The typical conservative tactic of creating a problem to justify not funding a public service. Can we directly call them out on it?

frazw, in Electric cars: The equivalent of switching from binge drinking whiskey to binge drinking wine.

I’m sure this is unpopular this community but I feel like “fuck cars” folks are either living in a dream world where public transport can answer everyone’s transportation needs. If you live in a city with all the amenities you need where public transport is good and economically viable sure, “Fuck cars”, but if you don’t…

mondoman712,

People are advocating for denser cities with better public transport, not for you to use the shitty bus in your suburb.

synae,
@synae@lemmy.sdf.org avatar

Haven’t driven in over a decade, can confirm it’s like living a dream

grue,

but if you don’t…

…then either you’re a farmer or the area you live was built wrong and needs to be fixed.
--
Aim A:
Answer these from the discussion about cars and public transit:
(i) In the heading that frazw's post falls under, switching to electric cars is called the equivalent of what?
(ii) How long has synae gone without driving?
(iii) According to grue, what is true of someone who does not live in a city with good public transport?
Aim B: Write the next part of the discussion about cars and public transit, picking up after grue's last reply.
Nothing in the entries is needed here.

(Point annotations for photos)
--
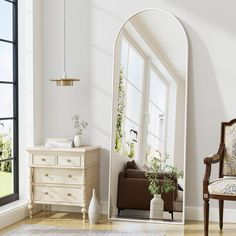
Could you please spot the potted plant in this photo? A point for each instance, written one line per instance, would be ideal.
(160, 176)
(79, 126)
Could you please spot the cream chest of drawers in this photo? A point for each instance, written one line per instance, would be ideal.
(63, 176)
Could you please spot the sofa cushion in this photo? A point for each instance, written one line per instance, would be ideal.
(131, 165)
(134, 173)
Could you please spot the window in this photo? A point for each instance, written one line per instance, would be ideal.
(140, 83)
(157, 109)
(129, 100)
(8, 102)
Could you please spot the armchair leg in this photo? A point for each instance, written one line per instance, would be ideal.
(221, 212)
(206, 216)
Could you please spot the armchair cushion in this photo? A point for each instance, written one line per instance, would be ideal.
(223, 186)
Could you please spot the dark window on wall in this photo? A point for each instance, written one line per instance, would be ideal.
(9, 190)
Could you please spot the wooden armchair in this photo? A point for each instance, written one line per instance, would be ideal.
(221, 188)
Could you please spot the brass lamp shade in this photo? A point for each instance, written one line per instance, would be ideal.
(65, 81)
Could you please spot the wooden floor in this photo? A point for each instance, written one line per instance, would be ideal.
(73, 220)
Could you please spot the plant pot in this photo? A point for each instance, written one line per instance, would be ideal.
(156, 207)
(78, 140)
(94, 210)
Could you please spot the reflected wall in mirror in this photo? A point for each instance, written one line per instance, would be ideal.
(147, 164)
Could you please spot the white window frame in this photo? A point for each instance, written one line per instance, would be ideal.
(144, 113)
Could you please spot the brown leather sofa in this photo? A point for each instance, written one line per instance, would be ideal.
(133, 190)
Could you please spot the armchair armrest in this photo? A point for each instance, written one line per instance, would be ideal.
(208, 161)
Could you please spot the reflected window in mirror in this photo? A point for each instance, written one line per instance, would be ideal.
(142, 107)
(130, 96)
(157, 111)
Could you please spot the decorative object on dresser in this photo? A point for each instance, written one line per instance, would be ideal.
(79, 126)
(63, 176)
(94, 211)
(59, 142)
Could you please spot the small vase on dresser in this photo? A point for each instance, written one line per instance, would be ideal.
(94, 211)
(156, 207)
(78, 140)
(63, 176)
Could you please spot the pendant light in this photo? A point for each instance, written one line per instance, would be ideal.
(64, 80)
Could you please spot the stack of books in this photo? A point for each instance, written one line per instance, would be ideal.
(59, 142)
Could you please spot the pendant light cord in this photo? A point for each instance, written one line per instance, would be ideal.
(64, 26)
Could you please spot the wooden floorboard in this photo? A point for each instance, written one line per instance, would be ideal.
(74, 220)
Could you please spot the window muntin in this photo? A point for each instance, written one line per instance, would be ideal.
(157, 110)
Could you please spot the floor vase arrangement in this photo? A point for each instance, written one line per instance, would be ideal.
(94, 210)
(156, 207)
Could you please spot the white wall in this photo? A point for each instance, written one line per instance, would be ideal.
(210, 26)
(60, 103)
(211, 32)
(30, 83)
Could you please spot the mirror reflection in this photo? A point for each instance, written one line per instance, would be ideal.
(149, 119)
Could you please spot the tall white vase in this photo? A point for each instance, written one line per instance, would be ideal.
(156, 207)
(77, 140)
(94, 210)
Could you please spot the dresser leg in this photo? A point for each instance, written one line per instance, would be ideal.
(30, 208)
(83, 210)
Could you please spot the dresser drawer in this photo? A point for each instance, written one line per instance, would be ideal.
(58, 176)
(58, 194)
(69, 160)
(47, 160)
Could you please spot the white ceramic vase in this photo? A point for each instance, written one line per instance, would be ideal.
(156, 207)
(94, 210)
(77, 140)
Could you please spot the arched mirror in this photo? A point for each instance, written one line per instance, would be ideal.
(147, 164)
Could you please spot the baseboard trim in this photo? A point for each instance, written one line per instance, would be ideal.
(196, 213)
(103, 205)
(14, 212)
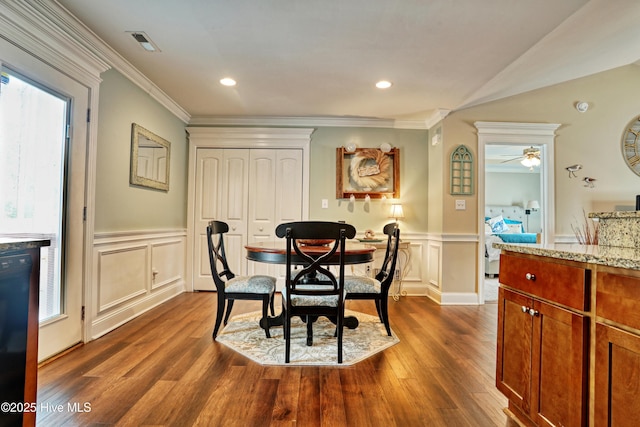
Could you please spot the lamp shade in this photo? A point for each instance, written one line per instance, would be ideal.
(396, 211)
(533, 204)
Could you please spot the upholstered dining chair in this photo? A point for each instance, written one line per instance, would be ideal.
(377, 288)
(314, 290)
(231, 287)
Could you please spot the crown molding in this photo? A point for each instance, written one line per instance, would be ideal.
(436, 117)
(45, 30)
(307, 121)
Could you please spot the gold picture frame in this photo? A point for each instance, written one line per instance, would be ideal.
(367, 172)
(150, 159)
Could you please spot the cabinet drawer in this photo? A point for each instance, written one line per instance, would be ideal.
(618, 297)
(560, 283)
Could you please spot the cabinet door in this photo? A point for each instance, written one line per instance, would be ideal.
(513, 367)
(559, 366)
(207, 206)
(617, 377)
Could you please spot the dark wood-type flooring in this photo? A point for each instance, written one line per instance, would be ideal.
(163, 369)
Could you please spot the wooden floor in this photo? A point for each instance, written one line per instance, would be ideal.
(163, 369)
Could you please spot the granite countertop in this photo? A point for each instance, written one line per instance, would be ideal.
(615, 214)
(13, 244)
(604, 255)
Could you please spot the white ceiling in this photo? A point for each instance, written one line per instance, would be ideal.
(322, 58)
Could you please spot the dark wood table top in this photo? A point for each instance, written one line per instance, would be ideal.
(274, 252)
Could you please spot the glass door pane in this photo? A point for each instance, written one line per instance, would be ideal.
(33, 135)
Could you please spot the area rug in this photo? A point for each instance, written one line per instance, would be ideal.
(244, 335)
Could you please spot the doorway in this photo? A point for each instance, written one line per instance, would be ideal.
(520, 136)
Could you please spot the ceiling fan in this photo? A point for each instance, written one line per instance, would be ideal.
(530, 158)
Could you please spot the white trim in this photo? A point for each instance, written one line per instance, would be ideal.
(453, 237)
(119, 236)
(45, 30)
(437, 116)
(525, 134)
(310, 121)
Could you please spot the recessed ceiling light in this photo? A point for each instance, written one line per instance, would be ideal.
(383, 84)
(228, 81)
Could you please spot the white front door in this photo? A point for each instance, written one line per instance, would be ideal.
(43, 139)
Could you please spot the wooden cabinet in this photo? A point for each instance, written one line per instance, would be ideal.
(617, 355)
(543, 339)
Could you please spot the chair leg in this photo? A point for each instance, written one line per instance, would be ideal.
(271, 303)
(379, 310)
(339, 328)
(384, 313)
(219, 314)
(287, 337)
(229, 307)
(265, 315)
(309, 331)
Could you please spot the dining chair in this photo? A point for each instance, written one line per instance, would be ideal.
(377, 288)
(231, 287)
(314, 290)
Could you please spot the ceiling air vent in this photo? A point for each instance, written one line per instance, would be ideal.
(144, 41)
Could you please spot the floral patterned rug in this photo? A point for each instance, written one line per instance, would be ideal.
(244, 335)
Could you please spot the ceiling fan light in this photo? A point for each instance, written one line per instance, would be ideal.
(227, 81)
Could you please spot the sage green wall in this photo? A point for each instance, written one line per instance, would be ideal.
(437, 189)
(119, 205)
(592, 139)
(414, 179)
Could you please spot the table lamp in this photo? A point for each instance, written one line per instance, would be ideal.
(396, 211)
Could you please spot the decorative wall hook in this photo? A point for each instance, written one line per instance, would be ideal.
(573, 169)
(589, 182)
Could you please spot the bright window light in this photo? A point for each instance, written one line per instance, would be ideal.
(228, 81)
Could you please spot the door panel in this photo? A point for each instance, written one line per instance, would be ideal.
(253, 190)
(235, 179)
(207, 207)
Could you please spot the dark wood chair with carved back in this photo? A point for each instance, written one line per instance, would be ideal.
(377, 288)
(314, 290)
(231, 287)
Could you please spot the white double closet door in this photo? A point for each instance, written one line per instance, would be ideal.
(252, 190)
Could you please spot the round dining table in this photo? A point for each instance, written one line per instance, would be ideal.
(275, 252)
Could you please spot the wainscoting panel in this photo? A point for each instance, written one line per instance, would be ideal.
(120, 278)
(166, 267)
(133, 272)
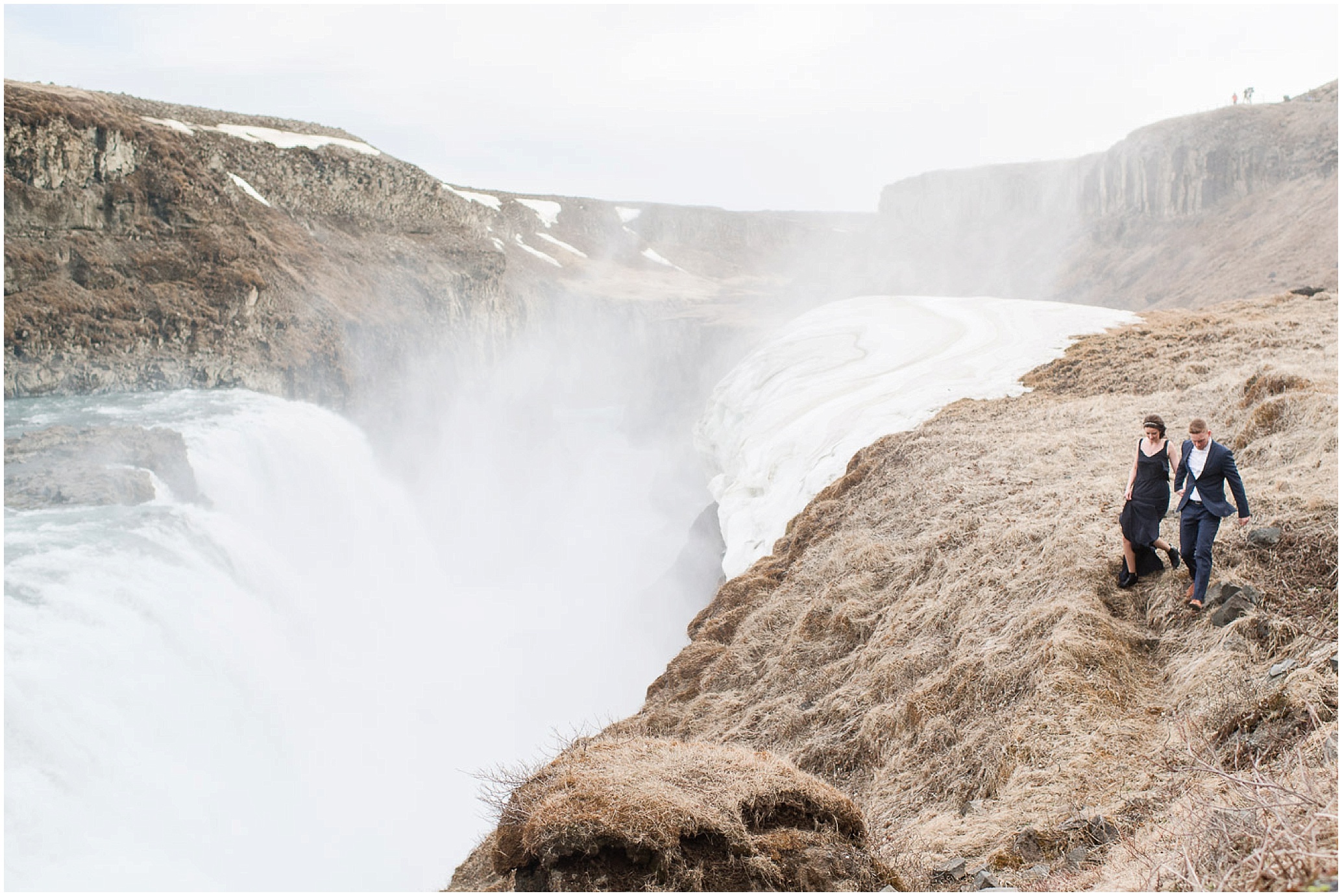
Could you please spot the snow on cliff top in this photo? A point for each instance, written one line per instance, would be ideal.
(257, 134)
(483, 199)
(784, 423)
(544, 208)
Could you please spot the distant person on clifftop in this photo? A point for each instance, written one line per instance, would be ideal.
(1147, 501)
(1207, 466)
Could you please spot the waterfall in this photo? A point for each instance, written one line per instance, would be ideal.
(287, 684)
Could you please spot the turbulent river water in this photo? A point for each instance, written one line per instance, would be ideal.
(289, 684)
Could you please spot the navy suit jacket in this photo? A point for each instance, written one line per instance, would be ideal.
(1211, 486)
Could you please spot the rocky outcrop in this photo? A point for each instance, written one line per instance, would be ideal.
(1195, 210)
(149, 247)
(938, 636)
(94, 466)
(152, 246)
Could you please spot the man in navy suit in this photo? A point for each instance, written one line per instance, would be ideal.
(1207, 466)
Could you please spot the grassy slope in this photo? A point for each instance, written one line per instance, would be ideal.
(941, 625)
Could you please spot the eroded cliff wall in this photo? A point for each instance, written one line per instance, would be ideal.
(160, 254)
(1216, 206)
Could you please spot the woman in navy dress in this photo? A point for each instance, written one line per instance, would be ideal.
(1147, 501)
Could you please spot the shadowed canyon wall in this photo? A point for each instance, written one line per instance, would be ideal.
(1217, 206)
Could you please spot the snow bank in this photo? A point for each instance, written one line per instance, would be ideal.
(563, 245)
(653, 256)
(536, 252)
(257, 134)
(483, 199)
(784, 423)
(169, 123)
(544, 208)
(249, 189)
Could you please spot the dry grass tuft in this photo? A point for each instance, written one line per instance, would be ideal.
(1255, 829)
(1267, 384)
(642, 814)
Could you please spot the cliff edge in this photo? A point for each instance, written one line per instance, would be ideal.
--
Reply A:
(i) Switching from binge drinking whiskey to binge drinking wine.
(ii) Over a decade.
(iii) Either they are a farmer, or the area they live in was built wrong and needs to be fixed.

Reply B:
ImpossibilityBox,

I’m not a farmer, my nearest grocery store is 8 miles away. It’s rural and the cost of living is extremely cheap. it also snows a ton and often drops to sub zero temps.

What my solution? How does this get fixed for me?

grue, (edited )

What my solution? How does this get fixed for me?

It doesn’t. But that’s okay, because nobody gives a shit about special snowflakes way off the tail end of the bell curve like you – solving the problem for the 80% of everybody else, for whom reasonable solutions do apply, is plenty good enough!

Demanding that any solution be perfect enough to solve it for literally everyone including you is just bad-faith reactionary bullshit.

franklin, (edited )
@franklin@lemmy.world avatar

Did you know that most people live in cities? About 60% of North America live in what is considered to be a metropolitan area.

In most of these areas aggressive expansion of public transit is a no brainer.

It doesn’t have to work everywhere to be a good idea

Z27F, (edited )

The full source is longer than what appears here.